Social encounters

Hi, 

I have recently discovered I am autistic and currently awaiting a medical diagnosis. Since discovering I am autistic I have become really aware of how uncomfortable and awkward i feel in social situations even with my closest friends. For example holding eye contact or knowing when to laugh or what to say feels like such hard work. This mentally drains me and i feel embarrassed when i'm then on my own as i overthink how i've acted and it causes me severe upset. I am also diagnosed with depression and anxiety so this really doesn't help which leads me to then just wanting to spend more time alone in my room as i don't want to have to deal with communicating with others. 

Does anyone have any advice or tips/hacks for making social interactions less painful? Or any other general advice for a newly diagnosed autistic adult (F21) 

Thank you in advance Slight smile

  • thank you very much!!

  • wow thank you thats so smart

  • These are really good suggestions,  I wish i had realized what was up with me years ago,  I have spent my life ducking and diving trying to get through, trying to find my own solutions to cope with social situations, anxiety , depression, alcohol problems,  ect

  • I am also diagnosed with depression and anxiety so this really doesn't help

    Anxiety is often the root cause of the depression so it is worth while dealing with this first. I can recommend 2 books for this:

    Asperger Syndrome and Anxiety - A Guide to Successful Stress Management - Nick Dubin (2009)

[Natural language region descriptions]
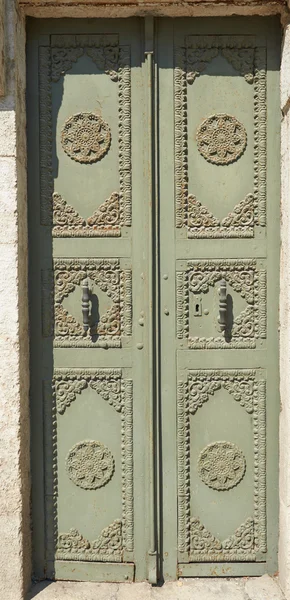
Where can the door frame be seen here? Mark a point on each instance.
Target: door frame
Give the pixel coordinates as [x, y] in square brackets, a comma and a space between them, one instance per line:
[20, 571]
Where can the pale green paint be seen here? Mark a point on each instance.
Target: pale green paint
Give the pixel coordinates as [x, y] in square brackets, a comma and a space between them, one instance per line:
[153, 247]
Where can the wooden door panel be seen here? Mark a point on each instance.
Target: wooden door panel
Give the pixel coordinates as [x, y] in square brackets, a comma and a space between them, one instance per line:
[220, 119]
[93, 377]
[222, 492]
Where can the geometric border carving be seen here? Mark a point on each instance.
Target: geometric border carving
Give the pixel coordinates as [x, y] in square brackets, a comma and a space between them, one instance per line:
[54, 62]
[249, 59]
[246, 278]
[232, 380]
[58, 395]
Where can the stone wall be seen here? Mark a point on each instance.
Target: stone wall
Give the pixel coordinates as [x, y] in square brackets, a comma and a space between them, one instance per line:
[14, 365]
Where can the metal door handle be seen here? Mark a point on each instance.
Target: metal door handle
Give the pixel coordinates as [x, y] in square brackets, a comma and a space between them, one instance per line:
[223, 305]
[86, 305]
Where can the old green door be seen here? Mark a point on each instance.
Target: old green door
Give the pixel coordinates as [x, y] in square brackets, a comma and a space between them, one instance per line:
[154, 235]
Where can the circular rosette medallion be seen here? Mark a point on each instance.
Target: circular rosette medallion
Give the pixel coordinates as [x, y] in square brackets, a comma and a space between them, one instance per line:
[90, 465]
[221, 139]
[221, 465]
[86, 137]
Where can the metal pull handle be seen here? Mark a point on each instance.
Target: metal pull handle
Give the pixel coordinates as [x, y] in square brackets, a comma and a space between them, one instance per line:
[86, 305]
[223, 305]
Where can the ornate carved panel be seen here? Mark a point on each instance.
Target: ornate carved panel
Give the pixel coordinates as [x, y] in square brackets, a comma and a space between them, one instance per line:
[221, 465]
[90, 464]
[54, 62]
[107, 329]
[248, 58]
[247, 279]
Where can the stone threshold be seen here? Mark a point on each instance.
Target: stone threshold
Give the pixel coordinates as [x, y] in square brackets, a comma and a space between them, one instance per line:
[242, 588]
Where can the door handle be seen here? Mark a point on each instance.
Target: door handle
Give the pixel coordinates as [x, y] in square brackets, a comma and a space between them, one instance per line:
[222, 320]
[86, 305]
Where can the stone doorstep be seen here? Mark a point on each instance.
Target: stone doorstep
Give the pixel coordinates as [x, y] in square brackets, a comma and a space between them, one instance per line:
[244, 588]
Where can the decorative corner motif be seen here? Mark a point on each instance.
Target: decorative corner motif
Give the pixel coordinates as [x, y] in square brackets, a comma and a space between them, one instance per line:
[108, 547]
[106, 221]
[239, 223]
[221, 139]
[246, 279]
[90, 465]
[114, 60]
[242, 385]
[245, 387]
[205, 547]
[239, 51]
[113, 324]
[248, 58]
[86, 137]
[221, 465]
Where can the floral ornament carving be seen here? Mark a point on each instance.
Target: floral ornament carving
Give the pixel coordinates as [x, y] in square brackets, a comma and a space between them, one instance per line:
[86, 137]
[197, 60]
[90, 465]
[239, 546]
[106, 221]
[107, 547]
[221, 465]
[66, 389]
[221, 139]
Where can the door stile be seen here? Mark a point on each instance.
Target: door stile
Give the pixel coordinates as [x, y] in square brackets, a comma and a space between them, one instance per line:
[168, 484]
[152, 322]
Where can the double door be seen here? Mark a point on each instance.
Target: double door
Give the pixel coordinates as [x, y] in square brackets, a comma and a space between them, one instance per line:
[154, 252]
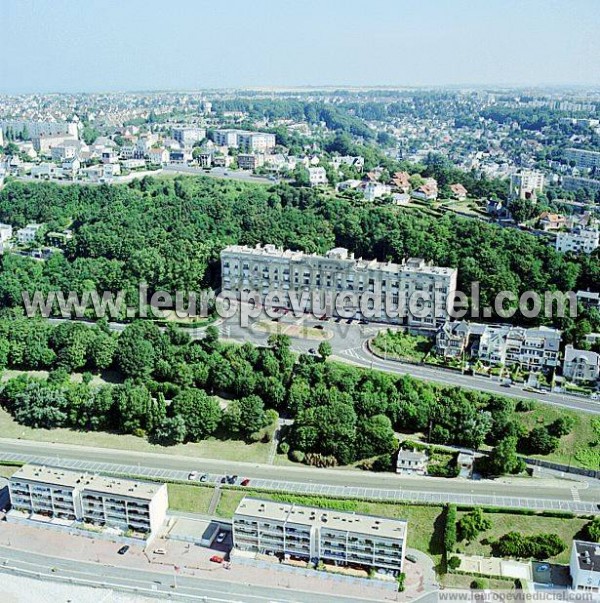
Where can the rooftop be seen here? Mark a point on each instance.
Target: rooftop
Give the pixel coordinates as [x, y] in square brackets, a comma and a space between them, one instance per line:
[335, 520]
[96, 483]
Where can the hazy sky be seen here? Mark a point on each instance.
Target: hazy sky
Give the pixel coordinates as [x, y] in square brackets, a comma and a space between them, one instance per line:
[102, 45]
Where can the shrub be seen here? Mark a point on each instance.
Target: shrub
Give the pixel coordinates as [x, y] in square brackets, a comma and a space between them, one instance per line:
[453, 563]
[297, 456]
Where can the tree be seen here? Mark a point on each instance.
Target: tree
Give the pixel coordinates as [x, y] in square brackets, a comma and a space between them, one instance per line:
[472, 524]
[200, 412]
[325, 350]
[503, 460]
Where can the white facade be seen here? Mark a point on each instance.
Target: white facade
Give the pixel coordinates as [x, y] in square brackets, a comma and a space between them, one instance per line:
[27, 235]
[585, 566]
[114, 502]
[335, 537]
[413, 292]
[317, 176]
[578, 241]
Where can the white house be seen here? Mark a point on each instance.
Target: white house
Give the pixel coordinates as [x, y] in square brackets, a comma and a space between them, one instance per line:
[27, 234]
[585, 566]
[317, 176]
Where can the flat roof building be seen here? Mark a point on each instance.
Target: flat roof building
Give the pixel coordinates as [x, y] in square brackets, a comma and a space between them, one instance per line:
[111, 501]
[311, 533]
[413, 292]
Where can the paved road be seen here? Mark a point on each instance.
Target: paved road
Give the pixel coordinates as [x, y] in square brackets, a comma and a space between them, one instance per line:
[149, 583]
[528, 493]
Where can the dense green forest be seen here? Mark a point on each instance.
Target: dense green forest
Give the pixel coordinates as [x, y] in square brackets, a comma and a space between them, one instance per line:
[342, 414]
[169, 232]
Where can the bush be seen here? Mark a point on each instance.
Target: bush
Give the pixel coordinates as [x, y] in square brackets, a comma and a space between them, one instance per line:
[297, 456]
[450, 528]
[453, 563]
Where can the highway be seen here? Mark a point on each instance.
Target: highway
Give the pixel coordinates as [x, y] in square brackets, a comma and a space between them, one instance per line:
[150, 583]
[530, 493]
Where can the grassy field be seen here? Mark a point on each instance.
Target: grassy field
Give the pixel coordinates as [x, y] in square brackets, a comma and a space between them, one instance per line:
[396, 344]
[580, 448]
[211, 448]
[528, 525]
[194, 499]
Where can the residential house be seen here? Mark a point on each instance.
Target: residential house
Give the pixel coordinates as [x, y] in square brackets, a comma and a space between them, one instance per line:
[584, 566]
[158, 156]
[376, 190]
[458, 191]
[580, 240]
[317, 176]
[411, 462]
[581, 365]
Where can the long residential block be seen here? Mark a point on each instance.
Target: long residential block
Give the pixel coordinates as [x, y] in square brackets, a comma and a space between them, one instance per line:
[108, 501]
[310, 533]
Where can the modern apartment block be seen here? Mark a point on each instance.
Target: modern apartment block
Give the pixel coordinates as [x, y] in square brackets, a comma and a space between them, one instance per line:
[583, 159]
[525, 184]
[413, 292]
[309, 533]
[580, 240]
[107, 501]
[500, 344]
[188, 136]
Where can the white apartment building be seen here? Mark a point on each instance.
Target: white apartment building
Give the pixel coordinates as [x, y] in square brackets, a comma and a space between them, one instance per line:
[188, 136]
[256, 142]
[580, 240]
[525, 184]
[113, 502]
[336, 537]
[585, 566]
[583, 159]
[249, 161]
[28, 233]
[317, 176]
[226, 138]
[412, 292]
[376, 190]
[581, 365]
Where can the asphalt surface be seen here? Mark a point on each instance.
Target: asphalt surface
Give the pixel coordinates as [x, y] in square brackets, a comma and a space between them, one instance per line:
[149, 583]
[528, 493]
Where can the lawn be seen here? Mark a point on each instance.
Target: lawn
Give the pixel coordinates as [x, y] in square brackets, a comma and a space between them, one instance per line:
[230, 450]
[193, 499]
[580, 448]
[528, 525]
[397, 344]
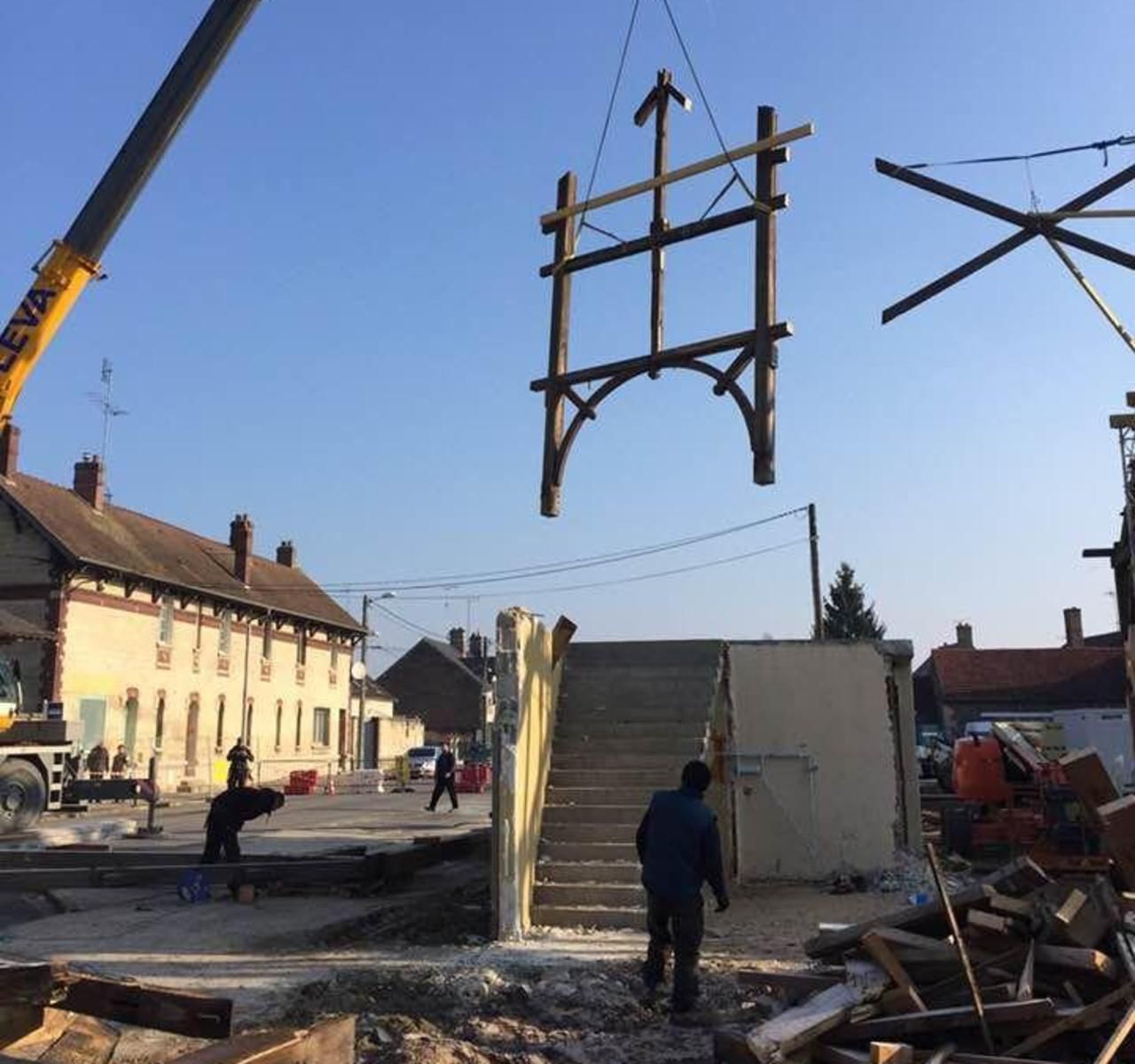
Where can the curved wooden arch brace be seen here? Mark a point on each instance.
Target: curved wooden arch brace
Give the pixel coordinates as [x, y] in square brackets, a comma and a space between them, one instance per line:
[724, 384]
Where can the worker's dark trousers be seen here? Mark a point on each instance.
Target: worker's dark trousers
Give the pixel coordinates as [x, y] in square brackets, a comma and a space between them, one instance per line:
[440, 788]
[677, 924]
[220, 835]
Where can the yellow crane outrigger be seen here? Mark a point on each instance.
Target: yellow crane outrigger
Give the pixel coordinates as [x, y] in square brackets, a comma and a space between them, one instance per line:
[64, 271]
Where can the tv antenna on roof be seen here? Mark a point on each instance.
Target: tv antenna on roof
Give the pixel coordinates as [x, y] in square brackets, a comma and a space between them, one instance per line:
[102, 399]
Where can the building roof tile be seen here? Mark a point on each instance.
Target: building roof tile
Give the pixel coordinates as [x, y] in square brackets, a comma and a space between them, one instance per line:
[125, 541]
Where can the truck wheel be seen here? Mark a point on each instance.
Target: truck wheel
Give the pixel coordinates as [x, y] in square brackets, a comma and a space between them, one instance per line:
[23, 795]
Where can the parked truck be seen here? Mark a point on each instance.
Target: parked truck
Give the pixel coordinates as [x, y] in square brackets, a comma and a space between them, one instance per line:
[33, 756]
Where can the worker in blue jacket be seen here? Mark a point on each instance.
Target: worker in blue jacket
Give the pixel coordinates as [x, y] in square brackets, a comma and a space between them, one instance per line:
[680, 849]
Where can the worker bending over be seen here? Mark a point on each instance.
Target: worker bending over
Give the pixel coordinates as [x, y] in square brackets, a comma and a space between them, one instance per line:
[228, 812]
[680, 849]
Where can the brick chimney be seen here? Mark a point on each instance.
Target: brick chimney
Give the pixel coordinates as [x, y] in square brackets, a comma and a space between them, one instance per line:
[9, 450]
[239, 539]
[1074, 628]
[90, 483]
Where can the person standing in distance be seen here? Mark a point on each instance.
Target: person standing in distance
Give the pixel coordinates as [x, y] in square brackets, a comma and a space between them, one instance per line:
[444, 770]
[679, 848]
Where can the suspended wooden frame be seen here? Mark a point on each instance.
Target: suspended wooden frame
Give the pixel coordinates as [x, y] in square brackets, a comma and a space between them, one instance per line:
[1041, 223]
[756, 345]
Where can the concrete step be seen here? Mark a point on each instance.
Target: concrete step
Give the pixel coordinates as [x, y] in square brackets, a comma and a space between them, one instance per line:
[641, 779]
[605, 896]
[564, 916]
[559, 852]
[613, 747]
[589, 833]
[588, 872]
[633, 794]
[628, 731]
[604, 815]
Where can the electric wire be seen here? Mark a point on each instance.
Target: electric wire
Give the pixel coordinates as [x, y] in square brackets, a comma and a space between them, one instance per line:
[1123, 141]
[611, 108]
[705, 101]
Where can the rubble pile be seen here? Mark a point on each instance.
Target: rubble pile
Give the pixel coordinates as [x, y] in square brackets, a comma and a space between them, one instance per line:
[1041, 971]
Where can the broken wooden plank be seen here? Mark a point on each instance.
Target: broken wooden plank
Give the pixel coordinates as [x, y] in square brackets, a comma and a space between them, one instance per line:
[27, 983]
[177, 1012]
[1118, 1037]
[1091, 782]
[1083, 1016]
[944, 1020]
[794, 1028]
[882, 954]
[891, 1052]
[329, 1042]
[1075, 958]
[1017, 877]
[1025, 982]
[85, 1040]
[1118, 819]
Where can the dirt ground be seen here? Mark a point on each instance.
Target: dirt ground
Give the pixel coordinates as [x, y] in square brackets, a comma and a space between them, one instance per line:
[571, 995]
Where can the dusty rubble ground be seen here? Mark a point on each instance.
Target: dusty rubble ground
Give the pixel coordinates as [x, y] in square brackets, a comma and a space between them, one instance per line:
[570, 995]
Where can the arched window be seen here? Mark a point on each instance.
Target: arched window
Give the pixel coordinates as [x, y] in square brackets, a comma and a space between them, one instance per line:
[220, 724]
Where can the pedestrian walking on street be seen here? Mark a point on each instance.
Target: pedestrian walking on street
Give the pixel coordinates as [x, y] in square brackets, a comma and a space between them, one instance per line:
[228, 812]
[679, 848]
[444, 770]
[98, 760]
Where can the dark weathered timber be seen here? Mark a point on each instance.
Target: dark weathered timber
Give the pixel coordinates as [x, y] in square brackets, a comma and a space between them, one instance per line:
[329, 1042]
[558, 349]
[1085, 1016]
[764, 395]
[174, 1011]
[1029, 223]
[672, 356]
[85, 1040]
[959, 944]
[998, 251]
[673, 235]
[883, 1028]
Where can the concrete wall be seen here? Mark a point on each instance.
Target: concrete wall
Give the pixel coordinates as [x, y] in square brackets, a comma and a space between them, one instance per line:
[826, 776]
[110, 653]
[527, 692]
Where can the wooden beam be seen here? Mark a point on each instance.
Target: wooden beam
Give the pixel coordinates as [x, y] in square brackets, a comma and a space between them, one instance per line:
[998, 251]
[1029, 223]
[944, 1020]
[329, 1042]
[1083, 1016]
[1118, 1037]
[84, 1042]
[959, 945]
[671, 356]
[174, 1011]
[798, 133]
[674, 235]
[882, 954]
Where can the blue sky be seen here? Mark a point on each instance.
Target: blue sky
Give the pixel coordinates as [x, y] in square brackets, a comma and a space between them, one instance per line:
[325, 309]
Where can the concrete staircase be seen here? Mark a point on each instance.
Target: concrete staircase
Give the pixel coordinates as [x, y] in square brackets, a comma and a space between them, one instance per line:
[630, 716]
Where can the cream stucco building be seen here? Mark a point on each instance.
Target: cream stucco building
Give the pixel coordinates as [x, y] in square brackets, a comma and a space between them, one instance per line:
[170, 642]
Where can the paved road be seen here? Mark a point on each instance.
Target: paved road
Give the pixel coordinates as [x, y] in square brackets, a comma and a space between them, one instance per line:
[305, 824]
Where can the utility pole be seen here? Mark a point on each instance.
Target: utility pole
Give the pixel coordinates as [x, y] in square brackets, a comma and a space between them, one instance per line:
[818, 601]
[362, 682]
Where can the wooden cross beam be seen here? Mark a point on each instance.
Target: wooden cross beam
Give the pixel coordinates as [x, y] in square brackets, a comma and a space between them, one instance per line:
[1032, 226]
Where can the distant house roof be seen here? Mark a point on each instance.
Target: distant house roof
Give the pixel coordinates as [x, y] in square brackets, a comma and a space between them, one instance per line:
[125, 541]
[12, 628]
[1059, 677]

**Task to complete**
Can you give back the social encounters post, beginning at the words that have "Social encounters" and stopping after "communicating with others.", with "a conversation" swapped in for "eye contact"?

**Result of this exercise**
Social encounters

Hi, 

I have recently discovered I am autistic and currently awaiting a medical diagnosis. Since discovering I am autistic I have become really aware of how uncomfortable and awkward i feel in social situations even with my closest friends. For example holding a conversation or knowing when to laugh or what to say feels like such hard work. This mentally drains me and i feel embarrassed when i'm then on my own as i overthink how i've acted and it causes me severe upset. I am also diagnosed with depression and anxiety so this really doesn't help which leads me to then just wanting to spend more time alone in my room as i don't want to have to deal with communicating with others.